- **DESCRIPTION OF THE TASK**
Please answer these questions using the coffee study article.
(a) What share of Americans drink coffee every day, according to the National Coffee Association?
(b) In which journal did the researchers publish their paper?
(c) At what institute did the research team work?

- **EXCERPTED TEXT**
»»

Study Shows Top “Ingredient” to Good-Tasting Coffee

Study Shows Top “Ingredient” to Good-Tasting Coffee

American Society of Agronomy (ASA), Crop Science Society of America (CSSA), Soil Science Society of America (SSSA)
Newswise  - Most Americans wake up to coffee every morning. In fact, the National Coffee Association says that 70% of Americans drink coffee every week (62% drink it every day!)

But is it the type of bean, the way it is grown – or the way it is processed that makes the most of every last drop of coffee?

Researchers recently published a paper about this question in Agrosystems, Geosciences and Environment journal. The journal is a publication of the American Society of Agronomy and the Crop Science Society of America.

Addis Alemayehu and a research team at Southern Agricultural Research Institute in Ethiopia studied Arabica coffee. Ethiopia is Africa’s leading country for coffee bean production, and Arabica is the leading variety.

««

- **ENTRIES SUPPLIED**
»»

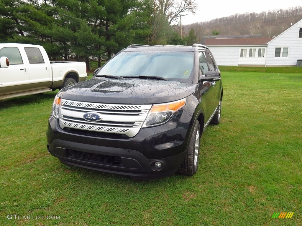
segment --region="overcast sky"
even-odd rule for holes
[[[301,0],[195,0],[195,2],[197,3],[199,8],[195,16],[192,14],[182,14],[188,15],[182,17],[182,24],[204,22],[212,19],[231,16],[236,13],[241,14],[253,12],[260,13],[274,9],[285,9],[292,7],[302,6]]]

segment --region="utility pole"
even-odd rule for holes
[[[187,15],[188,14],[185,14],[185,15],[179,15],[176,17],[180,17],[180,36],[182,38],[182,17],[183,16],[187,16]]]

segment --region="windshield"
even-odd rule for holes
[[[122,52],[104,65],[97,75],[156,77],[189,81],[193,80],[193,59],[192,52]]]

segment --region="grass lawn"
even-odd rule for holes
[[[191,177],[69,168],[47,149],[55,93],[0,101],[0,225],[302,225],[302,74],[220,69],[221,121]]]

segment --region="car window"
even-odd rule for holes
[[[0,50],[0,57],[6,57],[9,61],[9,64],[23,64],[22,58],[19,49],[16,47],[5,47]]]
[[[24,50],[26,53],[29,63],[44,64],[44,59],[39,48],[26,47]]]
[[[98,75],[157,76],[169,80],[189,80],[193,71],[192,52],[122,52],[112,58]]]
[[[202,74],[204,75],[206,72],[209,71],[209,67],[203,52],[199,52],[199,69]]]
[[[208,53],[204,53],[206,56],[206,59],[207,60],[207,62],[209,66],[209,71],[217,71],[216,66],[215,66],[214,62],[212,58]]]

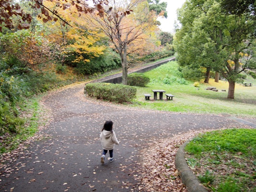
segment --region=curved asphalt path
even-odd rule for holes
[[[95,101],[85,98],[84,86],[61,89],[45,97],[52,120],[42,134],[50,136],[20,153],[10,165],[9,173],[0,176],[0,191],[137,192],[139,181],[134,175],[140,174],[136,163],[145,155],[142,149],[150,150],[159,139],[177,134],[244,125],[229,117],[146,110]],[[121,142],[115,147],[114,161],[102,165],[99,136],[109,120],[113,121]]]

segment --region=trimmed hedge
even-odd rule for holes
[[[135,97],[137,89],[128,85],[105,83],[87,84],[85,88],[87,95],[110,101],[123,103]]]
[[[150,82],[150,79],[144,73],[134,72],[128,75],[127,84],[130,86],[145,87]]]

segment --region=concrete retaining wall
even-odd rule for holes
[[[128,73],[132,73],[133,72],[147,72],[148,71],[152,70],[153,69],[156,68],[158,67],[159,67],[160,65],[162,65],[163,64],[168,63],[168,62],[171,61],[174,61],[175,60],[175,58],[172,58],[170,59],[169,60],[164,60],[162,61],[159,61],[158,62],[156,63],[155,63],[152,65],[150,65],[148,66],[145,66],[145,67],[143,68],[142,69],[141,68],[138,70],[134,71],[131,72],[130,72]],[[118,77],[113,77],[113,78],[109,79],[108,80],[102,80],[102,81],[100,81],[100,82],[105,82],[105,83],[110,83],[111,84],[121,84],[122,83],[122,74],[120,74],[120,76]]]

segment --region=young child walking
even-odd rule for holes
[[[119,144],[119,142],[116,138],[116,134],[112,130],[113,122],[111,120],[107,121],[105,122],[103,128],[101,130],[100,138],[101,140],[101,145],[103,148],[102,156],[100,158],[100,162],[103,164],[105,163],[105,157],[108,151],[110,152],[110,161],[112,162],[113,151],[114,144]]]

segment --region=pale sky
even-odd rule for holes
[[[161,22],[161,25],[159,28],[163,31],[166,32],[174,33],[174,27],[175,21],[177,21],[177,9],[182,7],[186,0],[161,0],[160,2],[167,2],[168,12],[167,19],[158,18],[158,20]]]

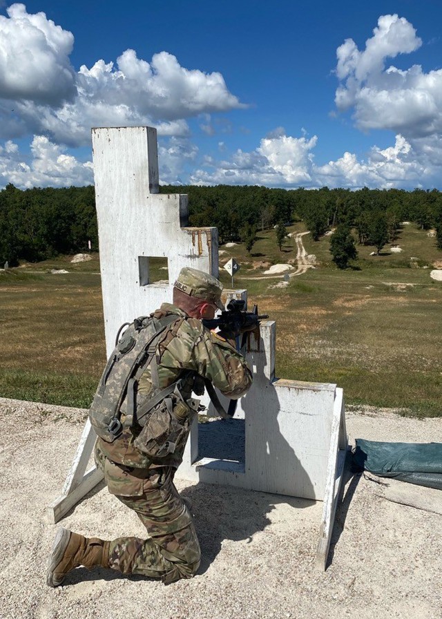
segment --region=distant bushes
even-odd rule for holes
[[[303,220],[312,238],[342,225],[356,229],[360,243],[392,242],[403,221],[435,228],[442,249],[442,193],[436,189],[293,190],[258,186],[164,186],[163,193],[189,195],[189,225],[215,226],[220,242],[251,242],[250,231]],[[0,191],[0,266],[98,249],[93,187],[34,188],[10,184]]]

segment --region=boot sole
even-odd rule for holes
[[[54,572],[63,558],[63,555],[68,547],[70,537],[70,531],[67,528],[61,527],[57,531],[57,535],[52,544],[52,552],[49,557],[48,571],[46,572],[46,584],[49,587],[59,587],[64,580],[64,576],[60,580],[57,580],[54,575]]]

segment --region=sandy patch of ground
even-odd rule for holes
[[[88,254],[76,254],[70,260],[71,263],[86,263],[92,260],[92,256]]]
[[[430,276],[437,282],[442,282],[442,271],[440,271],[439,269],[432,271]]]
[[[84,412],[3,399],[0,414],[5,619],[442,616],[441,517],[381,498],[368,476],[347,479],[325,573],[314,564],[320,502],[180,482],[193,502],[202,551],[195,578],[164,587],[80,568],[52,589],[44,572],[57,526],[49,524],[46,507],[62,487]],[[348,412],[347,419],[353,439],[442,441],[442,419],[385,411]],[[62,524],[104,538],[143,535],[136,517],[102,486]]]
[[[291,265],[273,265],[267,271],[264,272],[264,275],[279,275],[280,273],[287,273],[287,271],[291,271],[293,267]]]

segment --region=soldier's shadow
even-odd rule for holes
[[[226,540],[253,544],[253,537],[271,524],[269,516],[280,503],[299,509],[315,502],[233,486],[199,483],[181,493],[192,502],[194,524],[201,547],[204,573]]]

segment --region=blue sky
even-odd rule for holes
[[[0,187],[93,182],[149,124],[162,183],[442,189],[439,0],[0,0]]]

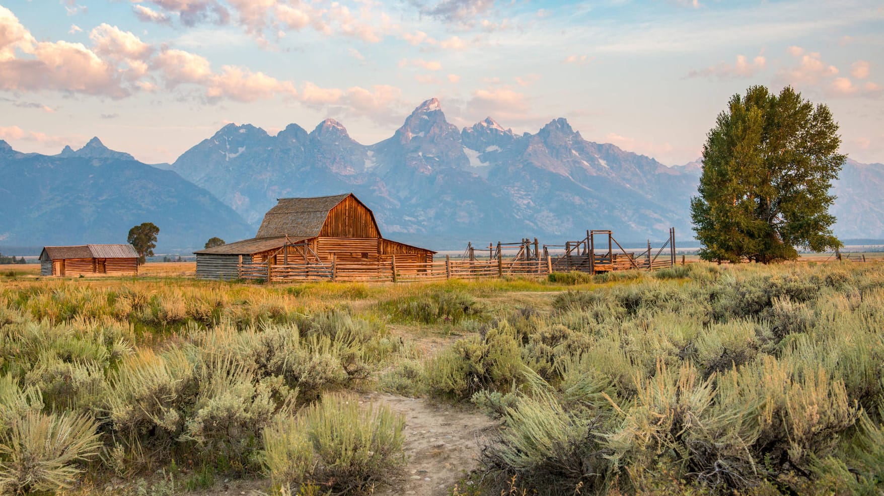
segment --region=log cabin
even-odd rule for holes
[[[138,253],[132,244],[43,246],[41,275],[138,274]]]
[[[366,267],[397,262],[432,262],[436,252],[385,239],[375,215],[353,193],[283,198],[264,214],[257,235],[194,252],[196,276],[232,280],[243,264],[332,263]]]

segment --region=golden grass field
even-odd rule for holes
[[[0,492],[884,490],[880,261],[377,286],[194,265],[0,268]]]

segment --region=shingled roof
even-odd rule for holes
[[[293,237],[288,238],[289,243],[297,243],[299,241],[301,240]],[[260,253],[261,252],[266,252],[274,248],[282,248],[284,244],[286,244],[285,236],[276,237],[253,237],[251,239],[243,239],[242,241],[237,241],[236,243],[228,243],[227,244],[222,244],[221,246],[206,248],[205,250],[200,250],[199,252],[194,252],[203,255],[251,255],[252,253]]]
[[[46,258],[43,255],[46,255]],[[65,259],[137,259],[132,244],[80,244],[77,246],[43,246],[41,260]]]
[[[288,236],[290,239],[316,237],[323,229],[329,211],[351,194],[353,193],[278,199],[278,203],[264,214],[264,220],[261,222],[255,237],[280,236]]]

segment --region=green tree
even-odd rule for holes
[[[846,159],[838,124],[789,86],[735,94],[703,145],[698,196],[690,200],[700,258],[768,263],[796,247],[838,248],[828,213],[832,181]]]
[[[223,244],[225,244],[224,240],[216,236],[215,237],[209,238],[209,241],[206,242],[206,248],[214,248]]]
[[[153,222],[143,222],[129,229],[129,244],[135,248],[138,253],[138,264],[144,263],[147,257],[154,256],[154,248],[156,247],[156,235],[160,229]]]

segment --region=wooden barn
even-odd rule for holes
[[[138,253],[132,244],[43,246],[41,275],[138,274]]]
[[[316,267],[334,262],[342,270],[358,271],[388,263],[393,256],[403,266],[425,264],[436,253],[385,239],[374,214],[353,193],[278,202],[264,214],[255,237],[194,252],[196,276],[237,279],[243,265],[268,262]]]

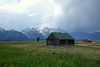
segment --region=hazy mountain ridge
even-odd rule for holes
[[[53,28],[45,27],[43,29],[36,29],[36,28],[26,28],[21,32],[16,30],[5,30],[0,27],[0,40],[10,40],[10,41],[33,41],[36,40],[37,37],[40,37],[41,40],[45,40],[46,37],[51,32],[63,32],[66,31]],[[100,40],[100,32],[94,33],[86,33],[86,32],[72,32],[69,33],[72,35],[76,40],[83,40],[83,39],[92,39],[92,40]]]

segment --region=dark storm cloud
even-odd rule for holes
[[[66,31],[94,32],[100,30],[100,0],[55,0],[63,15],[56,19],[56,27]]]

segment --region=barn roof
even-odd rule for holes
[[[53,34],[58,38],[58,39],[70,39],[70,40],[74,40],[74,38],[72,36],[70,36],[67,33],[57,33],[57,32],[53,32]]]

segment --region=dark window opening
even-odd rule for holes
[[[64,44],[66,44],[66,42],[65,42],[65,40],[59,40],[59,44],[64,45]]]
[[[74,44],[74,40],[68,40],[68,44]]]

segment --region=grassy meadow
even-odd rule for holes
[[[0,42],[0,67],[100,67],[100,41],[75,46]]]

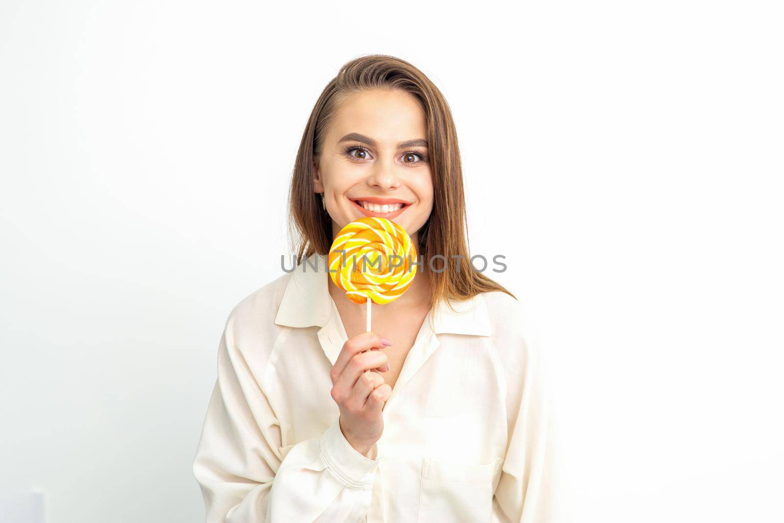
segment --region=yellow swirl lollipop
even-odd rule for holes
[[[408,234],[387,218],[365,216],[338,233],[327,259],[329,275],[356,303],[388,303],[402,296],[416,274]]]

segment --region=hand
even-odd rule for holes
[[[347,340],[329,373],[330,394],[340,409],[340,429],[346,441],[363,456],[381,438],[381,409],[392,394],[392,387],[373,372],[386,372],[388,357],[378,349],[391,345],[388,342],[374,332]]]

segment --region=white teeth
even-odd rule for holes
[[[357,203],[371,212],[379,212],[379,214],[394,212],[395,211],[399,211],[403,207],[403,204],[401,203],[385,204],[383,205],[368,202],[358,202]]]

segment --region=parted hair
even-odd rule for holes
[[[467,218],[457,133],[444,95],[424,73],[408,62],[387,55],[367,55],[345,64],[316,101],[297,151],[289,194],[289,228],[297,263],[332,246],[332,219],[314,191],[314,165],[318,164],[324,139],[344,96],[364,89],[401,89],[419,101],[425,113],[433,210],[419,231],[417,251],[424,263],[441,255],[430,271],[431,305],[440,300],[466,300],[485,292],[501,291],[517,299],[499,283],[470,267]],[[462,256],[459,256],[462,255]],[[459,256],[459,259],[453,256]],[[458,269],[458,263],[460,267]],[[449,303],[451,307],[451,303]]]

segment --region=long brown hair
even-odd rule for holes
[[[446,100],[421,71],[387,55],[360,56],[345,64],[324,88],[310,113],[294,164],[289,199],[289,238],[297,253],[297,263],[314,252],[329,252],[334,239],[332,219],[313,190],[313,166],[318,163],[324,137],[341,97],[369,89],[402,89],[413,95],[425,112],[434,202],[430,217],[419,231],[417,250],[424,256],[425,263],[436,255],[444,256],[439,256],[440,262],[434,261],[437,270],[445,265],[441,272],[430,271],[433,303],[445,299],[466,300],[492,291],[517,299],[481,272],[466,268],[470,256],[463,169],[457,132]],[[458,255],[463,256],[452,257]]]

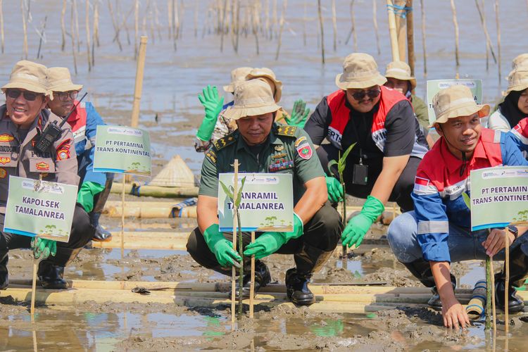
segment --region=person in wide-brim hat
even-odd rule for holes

««

- **ANSWER SECTION**
(a) 62%
(b) Agrosystems, Geosciences and Environment
(c) Southern Agricultural Research Institute in Ethiopia